→ Information supplied
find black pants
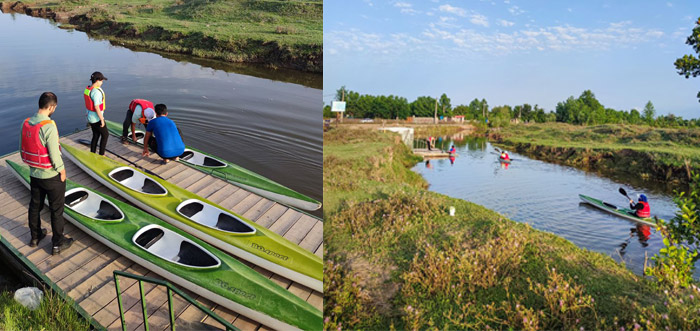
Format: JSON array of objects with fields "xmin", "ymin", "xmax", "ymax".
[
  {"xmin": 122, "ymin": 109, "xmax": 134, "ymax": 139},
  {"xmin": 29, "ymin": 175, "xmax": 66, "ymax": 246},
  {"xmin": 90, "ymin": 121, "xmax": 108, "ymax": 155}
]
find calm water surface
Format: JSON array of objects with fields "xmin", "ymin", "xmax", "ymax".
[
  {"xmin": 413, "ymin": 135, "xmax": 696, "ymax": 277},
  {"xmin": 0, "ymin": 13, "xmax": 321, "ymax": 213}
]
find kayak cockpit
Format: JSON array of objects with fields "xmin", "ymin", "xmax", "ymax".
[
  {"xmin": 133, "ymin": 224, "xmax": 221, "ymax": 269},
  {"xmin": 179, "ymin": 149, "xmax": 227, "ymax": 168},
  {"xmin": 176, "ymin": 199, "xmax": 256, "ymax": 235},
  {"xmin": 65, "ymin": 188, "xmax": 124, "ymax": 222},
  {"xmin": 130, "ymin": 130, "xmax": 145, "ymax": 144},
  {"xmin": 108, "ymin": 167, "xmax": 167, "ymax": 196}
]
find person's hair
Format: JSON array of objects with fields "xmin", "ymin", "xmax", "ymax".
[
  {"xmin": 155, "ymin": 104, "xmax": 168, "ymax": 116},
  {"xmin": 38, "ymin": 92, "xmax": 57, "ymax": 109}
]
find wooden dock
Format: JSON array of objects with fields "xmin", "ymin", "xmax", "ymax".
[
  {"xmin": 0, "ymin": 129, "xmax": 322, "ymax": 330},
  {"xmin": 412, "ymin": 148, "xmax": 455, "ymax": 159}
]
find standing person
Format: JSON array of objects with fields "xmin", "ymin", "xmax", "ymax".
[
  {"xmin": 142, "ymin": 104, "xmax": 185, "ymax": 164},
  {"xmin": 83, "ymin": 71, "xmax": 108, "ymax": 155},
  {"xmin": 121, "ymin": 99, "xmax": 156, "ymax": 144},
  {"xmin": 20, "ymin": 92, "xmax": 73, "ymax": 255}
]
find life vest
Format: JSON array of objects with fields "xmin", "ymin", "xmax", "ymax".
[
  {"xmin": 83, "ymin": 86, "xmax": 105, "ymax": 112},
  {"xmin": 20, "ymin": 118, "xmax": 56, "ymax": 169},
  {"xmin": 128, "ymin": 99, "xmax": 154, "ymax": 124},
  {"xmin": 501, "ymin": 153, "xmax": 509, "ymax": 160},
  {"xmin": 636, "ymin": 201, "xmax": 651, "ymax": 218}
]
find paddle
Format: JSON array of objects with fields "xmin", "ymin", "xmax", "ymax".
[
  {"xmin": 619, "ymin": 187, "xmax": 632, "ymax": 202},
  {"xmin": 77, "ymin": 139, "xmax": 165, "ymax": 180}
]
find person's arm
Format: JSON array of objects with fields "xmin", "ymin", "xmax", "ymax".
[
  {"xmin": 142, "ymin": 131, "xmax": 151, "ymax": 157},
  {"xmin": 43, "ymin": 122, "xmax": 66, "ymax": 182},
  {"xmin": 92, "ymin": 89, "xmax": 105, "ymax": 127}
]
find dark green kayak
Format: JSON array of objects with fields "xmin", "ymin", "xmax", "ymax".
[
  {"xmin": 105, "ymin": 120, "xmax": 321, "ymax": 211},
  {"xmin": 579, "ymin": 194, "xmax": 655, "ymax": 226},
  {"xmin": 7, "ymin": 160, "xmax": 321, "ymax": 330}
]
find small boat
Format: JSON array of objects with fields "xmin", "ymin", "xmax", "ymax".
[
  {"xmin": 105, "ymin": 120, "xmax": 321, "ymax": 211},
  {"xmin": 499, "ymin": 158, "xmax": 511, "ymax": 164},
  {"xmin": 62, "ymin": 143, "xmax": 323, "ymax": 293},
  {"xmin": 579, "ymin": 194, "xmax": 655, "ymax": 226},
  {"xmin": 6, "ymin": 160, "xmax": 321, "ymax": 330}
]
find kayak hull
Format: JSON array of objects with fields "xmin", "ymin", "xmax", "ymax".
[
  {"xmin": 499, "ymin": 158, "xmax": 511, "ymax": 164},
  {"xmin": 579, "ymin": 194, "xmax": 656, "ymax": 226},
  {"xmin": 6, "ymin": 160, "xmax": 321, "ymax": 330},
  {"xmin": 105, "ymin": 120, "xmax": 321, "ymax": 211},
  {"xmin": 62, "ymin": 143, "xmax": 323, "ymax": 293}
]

→ Task instructions
For each line above that includes "kayak", copy the line.

→ Answer to the exercise
find kayak cockpit
find dark green kayak
find kayak hull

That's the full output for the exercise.